**Given data:**
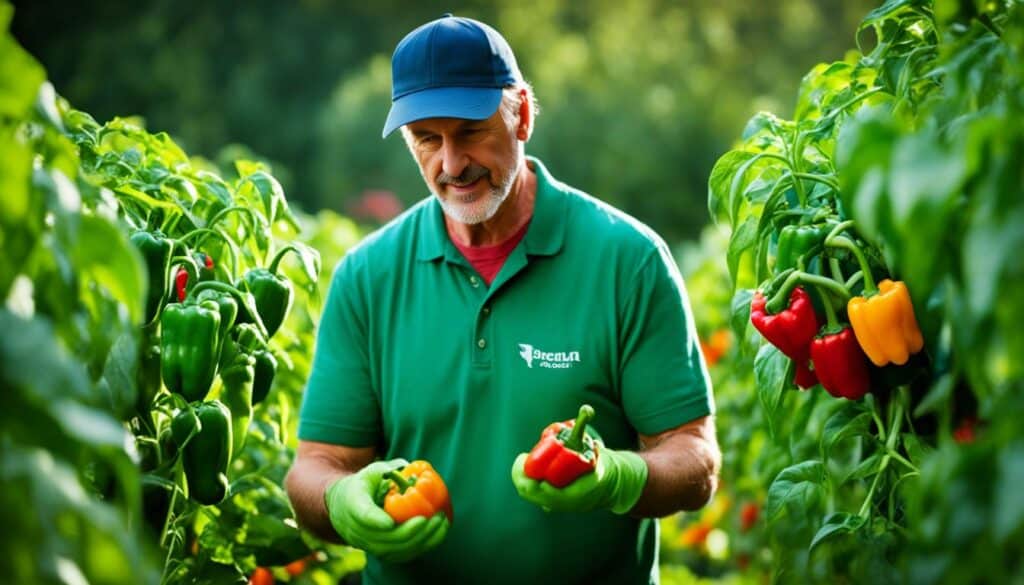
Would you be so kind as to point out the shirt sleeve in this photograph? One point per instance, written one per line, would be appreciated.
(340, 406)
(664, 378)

--

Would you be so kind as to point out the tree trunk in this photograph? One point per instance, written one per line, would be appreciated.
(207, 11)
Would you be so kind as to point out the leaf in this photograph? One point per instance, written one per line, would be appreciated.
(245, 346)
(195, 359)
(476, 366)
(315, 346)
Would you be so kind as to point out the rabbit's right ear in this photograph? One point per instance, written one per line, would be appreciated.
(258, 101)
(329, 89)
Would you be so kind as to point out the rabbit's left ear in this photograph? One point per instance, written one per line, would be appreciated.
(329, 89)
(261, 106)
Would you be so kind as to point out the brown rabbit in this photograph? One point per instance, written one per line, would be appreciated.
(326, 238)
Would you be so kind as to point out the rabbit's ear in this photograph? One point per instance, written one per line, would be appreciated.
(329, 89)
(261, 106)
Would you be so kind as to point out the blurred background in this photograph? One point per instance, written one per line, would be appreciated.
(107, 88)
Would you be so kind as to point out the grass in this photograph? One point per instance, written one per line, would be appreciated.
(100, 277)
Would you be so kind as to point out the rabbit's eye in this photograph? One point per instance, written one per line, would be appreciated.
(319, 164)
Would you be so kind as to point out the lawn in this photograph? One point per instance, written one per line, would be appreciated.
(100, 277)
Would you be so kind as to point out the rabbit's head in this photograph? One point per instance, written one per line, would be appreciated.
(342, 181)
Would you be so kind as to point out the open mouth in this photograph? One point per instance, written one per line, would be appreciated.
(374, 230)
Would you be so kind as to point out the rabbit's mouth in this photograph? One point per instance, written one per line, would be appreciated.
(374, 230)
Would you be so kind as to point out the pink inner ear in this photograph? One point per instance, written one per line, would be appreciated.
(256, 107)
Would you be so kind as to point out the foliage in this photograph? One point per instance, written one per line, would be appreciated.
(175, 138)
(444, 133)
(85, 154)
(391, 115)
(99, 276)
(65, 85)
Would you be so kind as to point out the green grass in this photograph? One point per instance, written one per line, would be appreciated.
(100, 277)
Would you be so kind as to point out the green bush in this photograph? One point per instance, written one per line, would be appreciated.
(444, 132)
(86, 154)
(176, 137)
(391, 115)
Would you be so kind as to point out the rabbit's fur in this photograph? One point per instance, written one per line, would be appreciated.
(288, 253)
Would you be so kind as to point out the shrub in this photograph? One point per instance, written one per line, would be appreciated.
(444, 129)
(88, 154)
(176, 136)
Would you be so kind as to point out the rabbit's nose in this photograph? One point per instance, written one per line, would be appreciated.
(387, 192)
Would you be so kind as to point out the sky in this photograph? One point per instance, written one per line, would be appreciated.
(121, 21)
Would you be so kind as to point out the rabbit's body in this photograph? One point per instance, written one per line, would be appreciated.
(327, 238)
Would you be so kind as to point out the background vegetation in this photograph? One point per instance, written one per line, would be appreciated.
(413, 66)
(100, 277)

**What to produce:** Collect each line of the material above that contains the word "green", and copy every such line in full.

**Task answer:**
Would you be so kind as to point out the green grass in this photograph? One point per instance, written one per line, would be appreciated.
Would you be so kind as to point out the green bush in this photograph? One point per instance, written one per line, would be appreciated.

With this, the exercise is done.